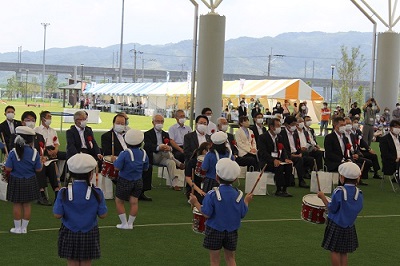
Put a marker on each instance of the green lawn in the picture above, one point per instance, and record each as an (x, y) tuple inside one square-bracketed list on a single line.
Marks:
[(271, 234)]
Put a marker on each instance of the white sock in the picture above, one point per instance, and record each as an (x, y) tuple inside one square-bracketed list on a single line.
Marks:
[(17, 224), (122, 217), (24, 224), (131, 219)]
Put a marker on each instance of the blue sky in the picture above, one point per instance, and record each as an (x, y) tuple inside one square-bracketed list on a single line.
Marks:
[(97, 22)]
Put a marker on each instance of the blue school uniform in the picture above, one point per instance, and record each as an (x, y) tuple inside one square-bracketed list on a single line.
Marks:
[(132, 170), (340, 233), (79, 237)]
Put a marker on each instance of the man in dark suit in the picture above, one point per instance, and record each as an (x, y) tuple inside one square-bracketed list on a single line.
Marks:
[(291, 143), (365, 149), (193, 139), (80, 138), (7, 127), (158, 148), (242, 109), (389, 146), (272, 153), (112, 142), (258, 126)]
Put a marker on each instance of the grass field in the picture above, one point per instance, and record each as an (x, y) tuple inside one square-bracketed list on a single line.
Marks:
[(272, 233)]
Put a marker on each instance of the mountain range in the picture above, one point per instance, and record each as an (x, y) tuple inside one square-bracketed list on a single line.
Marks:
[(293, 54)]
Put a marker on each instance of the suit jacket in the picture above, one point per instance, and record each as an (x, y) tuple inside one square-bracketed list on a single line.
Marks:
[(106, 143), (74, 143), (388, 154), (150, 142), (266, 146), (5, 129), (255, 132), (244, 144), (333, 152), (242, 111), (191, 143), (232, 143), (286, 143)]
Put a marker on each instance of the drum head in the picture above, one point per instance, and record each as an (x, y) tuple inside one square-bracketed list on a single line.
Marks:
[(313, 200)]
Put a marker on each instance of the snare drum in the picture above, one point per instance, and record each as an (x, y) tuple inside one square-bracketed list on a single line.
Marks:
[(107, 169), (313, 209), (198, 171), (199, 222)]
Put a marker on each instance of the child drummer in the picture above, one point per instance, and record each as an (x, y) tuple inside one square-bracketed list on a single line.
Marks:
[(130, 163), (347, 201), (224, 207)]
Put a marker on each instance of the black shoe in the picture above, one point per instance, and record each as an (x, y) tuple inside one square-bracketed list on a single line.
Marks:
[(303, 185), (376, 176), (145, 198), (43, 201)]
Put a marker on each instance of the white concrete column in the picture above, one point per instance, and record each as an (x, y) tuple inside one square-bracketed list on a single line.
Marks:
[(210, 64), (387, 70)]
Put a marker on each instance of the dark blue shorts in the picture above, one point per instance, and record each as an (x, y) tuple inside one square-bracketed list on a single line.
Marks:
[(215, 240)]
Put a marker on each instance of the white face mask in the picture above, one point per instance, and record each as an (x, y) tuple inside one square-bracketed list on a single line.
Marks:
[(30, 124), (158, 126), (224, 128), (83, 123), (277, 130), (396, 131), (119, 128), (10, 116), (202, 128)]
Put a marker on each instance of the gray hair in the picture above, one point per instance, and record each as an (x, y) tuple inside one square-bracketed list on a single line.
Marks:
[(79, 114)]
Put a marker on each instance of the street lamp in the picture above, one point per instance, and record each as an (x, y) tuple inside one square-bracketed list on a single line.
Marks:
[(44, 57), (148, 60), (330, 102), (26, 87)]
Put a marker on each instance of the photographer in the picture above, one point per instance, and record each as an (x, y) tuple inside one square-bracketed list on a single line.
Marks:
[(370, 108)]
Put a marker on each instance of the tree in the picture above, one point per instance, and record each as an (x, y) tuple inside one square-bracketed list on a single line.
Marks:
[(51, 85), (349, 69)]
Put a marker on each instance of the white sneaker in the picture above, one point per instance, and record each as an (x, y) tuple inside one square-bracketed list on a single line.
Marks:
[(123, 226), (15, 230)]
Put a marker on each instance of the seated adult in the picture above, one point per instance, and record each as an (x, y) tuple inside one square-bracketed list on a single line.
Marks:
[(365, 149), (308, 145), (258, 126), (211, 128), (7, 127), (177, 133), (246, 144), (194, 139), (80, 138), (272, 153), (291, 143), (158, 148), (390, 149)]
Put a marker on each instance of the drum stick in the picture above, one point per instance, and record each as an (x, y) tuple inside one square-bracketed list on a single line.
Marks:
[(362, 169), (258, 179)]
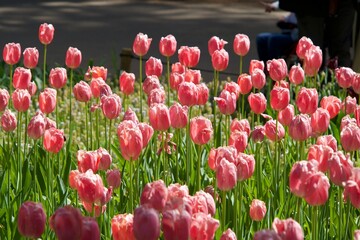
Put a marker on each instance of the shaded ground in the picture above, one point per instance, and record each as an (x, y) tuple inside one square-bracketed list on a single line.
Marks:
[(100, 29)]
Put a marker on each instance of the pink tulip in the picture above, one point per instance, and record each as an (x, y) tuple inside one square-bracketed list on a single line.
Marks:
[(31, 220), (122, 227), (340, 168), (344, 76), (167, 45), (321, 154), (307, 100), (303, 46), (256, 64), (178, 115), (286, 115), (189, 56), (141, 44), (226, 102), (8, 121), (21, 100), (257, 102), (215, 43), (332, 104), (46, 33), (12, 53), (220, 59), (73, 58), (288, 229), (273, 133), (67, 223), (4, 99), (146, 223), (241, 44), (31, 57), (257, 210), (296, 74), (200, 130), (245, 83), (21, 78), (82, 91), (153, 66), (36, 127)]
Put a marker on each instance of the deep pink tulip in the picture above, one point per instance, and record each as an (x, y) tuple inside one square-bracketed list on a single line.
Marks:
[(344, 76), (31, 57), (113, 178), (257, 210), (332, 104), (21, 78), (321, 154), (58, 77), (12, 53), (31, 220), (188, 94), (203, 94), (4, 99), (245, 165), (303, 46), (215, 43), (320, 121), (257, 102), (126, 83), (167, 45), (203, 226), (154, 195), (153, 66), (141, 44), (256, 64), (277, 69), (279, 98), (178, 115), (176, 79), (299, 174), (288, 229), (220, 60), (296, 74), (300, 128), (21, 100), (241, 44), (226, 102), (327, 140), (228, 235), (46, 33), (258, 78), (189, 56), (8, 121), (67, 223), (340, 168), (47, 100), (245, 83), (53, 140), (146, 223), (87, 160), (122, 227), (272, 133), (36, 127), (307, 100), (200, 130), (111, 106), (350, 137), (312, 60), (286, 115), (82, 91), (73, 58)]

--*--

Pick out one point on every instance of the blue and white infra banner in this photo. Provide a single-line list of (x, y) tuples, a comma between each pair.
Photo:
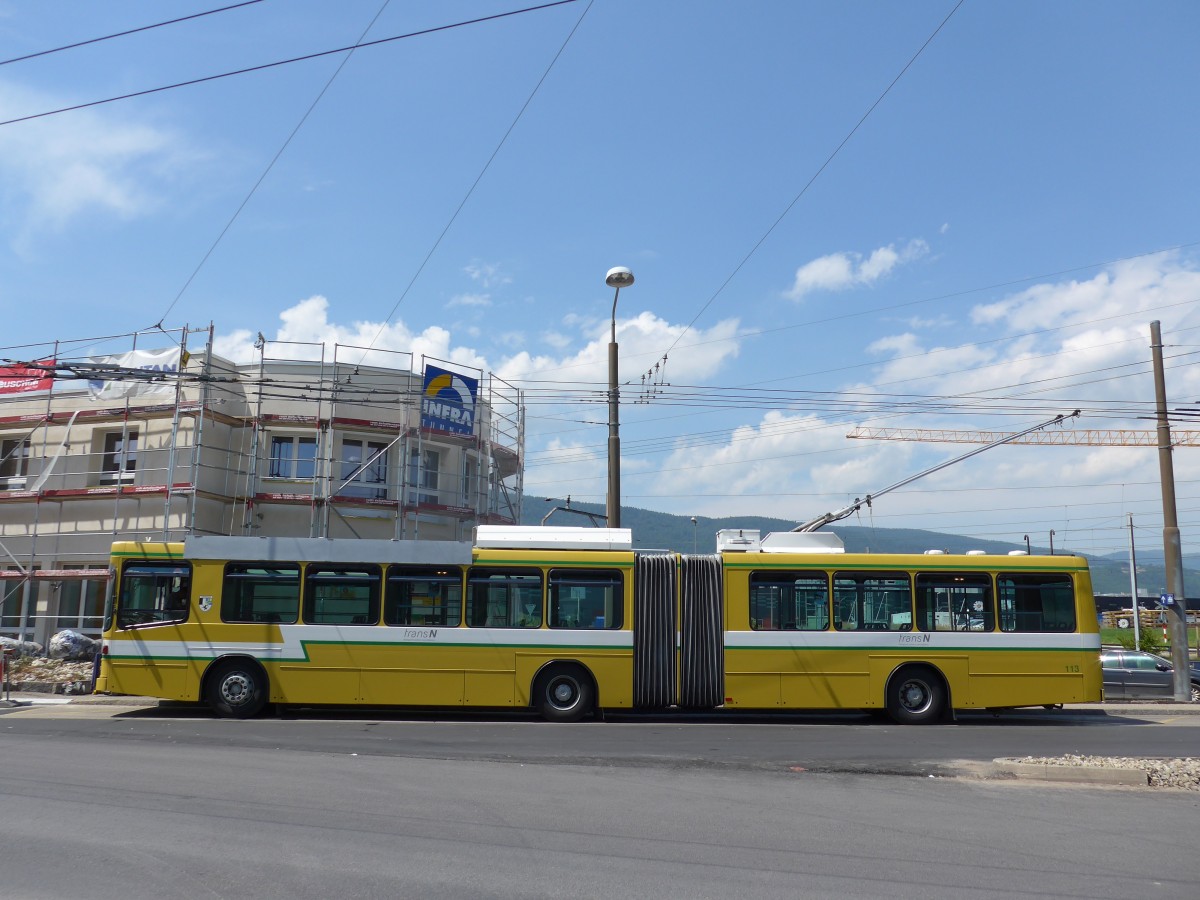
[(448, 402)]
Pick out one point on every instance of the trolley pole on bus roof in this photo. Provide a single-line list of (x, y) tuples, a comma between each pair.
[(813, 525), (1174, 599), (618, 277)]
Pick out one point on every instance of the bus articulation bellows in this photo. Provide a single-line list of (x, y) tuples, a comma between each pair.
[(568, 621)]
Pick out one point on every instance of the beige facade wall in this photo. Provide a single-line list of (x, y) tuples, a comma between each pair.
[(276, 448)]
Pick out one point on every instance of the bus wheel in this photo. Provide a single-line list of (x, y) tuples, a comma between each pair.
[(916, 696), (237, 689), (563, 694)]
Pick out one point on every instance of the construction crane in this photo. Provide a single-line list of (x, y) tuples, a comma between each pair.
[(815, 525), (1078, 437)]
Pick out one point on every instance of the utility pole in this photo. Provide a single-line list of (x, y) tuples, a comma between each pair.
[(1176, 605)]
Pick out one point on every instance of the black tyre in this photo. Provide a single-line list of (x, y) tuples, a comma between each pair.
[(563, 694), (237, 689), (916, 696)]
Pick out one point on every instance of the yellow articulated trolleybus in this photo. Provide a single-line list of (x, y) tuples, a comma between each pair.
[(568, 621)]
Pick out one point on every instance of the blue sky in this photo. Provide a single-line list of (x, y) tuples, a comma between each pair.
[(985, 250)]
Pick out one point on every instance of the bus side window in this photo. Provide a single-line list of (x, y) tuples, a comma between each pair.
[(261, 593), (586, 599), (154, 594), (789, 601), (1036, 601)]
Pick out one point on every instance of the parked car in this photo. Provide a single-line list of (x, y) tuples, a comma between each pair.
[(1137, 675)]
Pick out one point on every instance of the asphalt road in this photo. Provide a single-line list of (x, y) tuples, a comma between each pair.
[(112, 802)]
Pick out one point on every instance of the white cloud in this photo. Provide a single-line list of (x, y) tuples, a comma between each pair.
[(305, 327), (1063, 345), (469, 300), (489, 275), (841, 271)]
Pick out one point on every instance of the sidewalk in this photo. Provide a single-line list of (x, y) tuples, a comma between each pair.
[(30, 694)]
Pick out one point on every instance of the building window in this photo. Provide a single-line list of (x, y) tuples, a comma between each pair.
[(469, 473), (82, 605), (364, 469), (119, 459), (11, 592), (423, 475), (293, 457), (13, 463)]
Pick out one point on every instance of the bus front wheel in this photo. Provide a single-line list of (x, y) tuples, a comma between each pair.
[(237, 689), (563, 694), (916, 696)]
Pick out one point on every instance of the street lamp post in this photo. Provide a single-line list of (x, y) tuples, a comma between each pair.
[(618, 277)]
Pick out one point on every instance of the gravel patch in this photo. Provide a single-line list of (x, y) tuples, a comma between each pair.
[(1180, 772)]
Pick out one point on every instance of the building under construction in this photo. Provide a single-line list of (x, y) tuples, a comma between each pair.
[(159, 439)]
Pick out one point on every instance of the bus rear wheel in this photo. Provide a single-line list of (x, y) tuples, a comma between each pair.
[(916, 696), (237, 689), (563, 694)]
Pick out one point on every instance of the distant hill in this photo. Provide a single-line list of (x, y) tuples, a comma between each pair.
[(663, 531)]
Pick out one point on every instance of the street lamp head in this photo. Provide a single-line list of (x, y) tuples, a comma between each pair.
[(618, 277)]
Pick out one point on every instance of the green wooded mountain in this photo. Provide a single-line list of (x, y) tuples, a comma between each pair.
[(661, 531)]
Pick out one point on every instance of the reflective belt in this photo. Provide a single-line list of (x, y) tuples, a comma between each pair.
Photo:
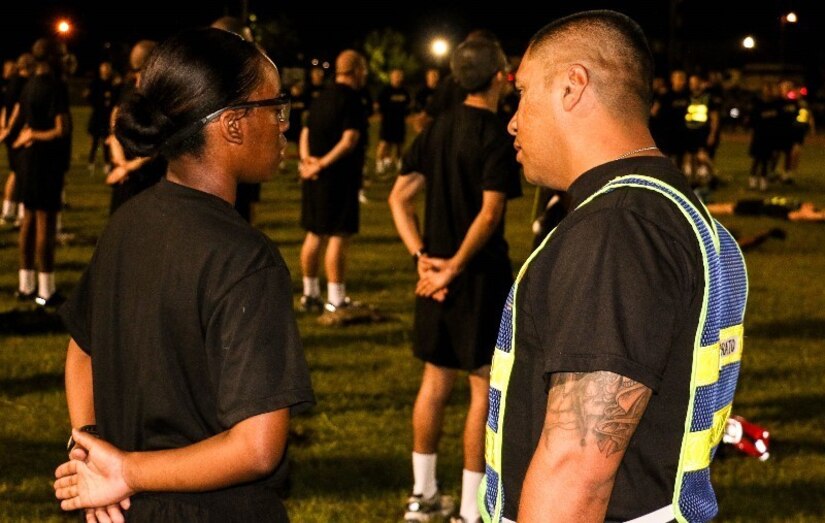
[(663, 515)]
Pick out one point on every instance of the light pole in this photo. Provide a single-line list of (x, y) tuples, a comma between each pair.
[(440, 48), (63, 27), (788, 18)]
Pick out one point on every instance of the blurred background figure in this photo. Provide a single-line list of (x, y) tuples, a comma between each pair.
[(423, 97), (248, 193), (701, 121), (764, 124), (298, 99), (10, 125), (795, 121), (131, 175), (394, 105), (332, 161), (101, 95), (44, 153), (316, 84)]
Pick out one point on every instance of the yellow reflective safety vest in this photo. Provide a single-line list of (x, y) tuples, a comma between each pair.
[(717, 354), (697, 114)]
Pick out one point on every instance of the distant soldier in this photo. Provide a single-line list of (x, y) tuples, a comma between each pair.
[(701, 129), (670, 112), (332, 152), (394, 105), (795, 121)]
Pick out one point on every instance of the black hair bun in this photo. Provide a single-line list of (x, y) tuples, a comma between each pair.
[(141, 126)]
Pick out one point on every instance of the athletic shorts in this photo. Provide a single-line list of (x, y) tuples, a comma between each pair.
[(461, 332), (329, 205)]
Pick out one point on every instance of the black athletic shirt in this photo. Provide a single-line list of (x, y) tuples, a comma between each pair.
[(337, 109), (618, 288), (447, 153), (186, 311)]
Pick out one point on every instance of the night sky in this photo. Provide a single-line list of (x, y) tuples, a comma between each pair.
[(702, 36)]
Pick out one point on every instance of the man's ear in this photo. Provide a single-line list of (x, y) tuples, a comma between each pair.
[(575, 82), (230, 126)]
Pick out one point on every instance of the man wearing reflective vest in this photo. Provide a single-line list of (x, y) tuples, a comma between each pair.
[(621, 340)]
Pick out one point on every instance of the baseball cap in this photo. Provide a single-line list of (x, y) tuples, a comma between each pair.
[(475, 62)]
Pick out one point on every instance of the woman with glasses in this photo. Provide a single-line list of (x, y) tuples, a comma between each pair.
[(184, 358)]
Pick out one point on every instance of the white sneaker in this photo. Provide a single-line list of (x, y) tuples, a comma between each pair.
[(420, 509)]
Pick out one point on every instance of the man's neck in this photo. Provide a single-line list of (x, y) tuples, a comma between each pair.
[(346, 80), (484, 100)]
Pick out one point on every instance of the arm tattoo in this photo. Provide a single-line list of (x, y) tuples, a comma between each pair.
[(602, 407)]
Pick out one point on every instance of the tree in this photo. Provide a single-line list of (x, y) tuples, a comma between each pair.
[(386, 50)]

--*--

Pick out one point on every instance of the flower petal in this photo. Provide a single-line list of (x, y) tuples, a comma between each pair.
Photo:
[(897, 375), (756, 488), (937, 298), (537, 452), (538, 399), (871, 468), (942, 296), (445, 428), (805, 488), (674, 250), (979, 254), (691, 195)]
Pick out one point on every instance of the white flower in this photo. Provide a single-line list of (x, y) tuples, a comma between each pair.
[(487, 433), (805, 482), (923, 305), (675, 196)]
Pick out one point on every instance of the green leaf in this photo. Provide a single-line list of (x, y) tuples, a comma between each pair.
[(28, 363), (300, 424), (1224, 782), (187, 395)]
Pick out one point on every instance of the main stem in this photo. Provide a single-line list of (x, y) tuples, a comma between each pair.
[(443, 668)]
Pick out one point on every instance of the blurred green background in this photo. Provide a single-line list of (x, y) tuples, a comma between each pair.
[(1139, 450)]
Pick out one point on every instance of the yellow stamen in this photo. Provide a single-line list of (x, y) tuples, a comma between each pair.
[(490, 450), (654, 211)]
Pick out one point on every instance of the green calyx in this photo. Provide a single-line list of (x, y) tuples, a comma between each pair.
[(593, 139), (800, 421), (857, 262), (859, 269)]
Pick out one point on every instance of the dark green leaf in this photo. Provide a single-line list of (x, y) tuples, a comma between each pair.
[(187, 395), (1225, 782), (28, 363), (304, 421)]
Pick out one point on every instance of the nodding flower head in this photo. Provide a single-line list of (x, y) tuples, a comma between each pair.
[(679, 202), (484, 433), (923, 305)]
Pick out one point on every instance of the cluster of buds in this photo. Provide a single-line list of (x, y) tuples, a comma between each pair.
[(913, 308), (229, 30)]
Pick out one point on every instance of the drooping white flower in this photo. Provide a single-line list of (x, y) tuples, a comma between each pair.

--*--

• [HOW TO COMPLETE THIS TASK] Reproduce, exactly as they stand in the data above, the lines from the one that holds "Put a marker on each instance of the green" to the one that holds "Put a marker on each instance of the white sock", inclusive.

• [FINAL ANSWER]
Put a marker on each instance of the green lawn in the picture above, one point per instance, and record each as an (x, y) tuple inside one square-bracketed list on a single line.
Marks:
[(271, 234)]
Put a marker on each instance of the white sock in the picture above, one point per instance, and record each as an (x, y) tuple inside one square-bracketed list on a single line.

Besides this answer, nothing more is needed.